» **Short problem**: Tally the lines in the material below that contain the string "person" and give only that number.

» **Input**:

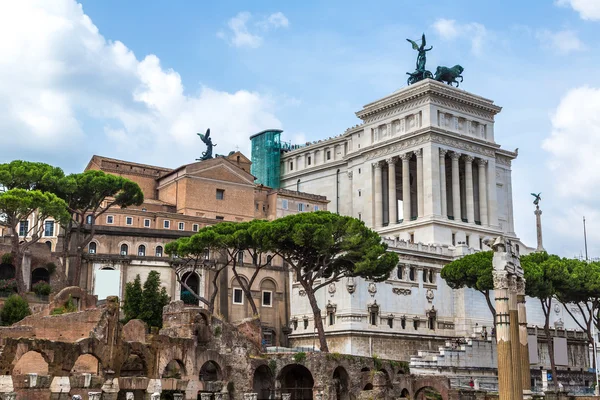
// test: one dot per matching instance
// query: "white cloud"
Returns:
(562, 42)
(587, 9)
(245, 30)
(475, 32)
(65, 88)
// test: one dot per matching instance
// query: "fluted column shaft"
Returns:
(420, 202)
(482, 192)
(393, 201)
(455, 187)
(378, 195)
(443, 183)
(406, 186)
(470, 200)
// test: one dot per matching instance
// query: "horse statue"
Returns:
(449, 75)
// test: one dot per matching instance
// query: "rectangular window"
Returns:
(267, 298)
(49, 228)
(238, 296)
(23, 228)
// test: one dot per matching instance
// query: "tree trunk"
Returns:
(316, 315)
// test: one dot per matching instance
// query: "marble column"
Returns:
(406, 185)
(443, 183)
(515, 349)
(378, 196)
(393, 201)
(420, 202)
(455, 186)
(470, 200)
(482, 192)
(505, 367)
(523, 343)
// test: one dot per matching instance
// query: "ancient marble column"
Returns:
(420, 197)
(406, 186)
(470, 200)
(455, 186)
(523, 344)
(393, 201)
(514, 338)
(443, 183)
(378, 195)
(505, 367)
(482, 192)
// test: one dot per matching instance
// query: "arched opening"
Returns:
(428, 393)
(133, 366)
(340, 382)
(86, 363)
(263, 382)
(31, 362)
(174, 369)
(297, 380)
(192, 280)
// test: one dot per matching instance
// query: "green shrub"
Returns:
(15, 309)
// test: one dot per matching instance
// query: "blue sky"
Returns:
(138, 79)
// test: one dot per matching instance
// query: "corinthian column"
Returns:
(393, 201)
(470, 200)
(443, 182)
(482, 192)
(420, 202)
(505, 367)
(406, 186)
(378, 199)
(455, 186)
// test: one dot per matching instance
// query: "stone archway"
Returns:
(297, 380)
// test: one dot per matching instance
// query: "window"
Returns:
(23, 228)
(238, 296)
(267, 298)
(49, 228)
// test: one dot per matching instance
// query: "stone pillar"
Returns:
(420, 201)
(482, 192)
(443, 183)
(455, 186)
(515, 349)
(505, 367)
(377, 196)
(523, 343)
(470, 200)
(406, 186)
(393, 201)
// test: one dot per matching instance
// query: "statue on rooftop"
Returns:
(206, 155)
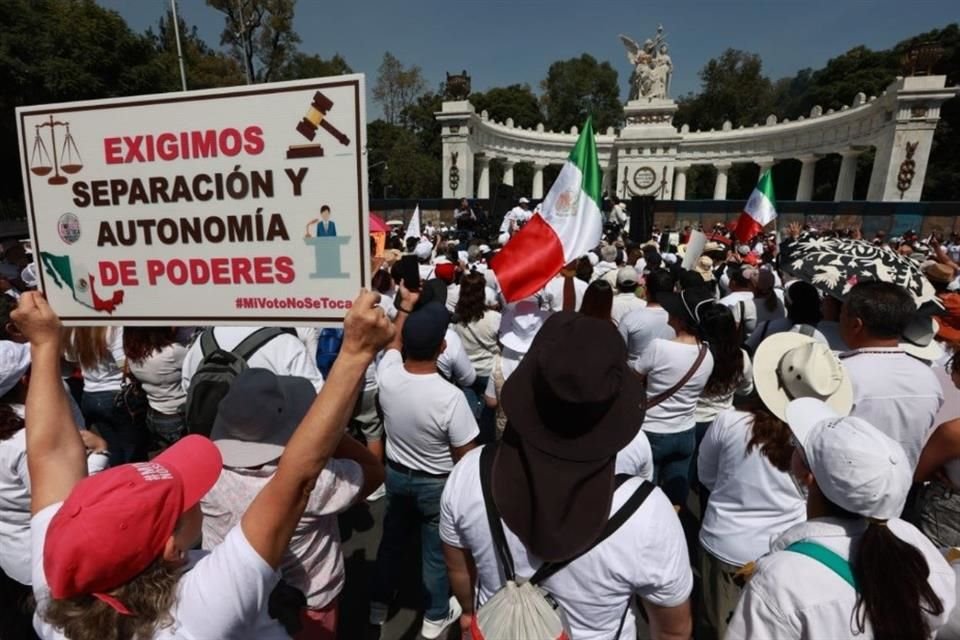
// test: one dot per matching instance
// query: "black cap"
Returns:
(424, 330)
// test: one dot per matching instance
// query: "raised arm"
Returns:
(56, 456)
(269, 522)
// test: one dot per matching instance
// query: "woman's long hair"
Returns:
(769, 434)
(892, 577)
(597, 300)
(472, 303)
(139, 343)
(88, 346)
(719, 330)
(150, 596)
(10, 422)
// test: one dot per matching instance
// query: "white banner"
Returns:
(244, 205)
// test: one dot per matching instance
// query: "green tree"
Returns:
(58, 51)
(302, 65)
(397, 87)
(259, 33)
(733, 88)
(516, 101)
(204, 67)
(578, 87)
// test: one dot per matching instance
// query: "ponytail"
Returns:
(894, 588)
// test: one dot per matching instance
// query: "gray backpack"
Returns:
(217, 371)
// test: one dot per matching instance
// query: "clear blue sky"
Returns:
(501, 42)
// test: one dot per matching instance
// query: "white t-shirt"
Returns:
(646, 556)
(107, 375)
(751, 501)
(708, 408)
(639, 328)
(480, 340)
(624, 303)
(161, 374)
(284, 355)
(636, 459)
(223, 595)
(664, 363)
(553, 293)
(896, 393)
(423, 415)
(314, 562)
(794, 596)
(454, 363)
(15, 505)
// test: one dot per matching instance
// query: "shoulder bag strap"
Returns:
(827, 558)
(660, 397)
(252, 343)
(615, 522)
(504, 557)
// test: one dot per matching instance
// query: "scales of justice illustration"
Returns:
(68, 161)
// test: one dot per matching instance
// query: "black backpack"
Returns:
(216, 373)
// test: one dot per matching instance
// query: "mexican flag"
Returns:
(569, 224)
(80, 281)
(760, 210)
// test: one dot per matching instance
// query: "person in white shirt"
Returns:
(853, 569)
(677, 371)
(119, 542)
(893, 391)
(572, 407)
(740, 298)
(284, 355)
(155, 359)
(626, 299)
(567, 284)
(99, 352)
(253, 426)
(641, 326)
(745, 462)
(429, 428)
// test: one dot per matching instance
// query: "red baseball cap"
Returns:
(114, 524)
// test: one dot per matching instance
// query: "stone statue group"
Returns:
(652, 66)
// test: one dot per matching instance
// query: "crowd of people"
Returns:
(723, 451)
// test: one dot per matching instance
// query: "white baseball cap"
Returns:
(857, 467)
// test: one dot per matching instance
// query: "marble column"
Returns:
(483, 184)
(808, 165)
(508, 172)
(720, 186)
(848, 173)
(538, 180)
(680, 181)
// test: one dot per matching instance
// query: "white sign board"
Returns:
(245, 205)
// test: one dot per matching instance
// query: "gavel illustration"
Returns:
(317, 117)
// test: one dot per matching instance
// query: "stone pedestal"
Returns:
(647, 149)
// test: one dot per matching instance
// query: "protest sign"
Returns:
(245, 205)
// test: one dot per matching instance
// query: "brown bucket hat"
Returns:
(572, 404)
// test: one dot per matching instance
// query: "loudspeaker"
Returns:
(641, 218)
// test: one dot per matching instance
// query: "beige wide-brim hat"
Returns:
(788, 366)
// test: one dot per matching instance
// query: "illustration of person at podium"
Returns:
(326, 228)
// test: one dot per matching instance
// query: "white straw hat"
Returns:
(788, 366)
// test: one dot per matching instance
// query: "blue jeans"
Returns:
(127, 442)
(672, 457)
(413, 502)
(165, 429)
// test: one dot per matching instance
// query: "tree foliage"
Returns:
(259, 33)
(516, 101)
(397, 87)
(578, 87)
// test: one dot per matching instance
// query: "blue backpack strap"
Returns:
(826, 557)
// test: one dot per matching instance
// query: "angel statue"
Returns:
(652, 66)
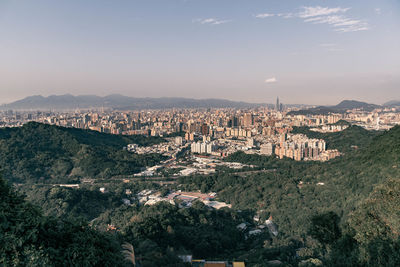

» **Written response**: 2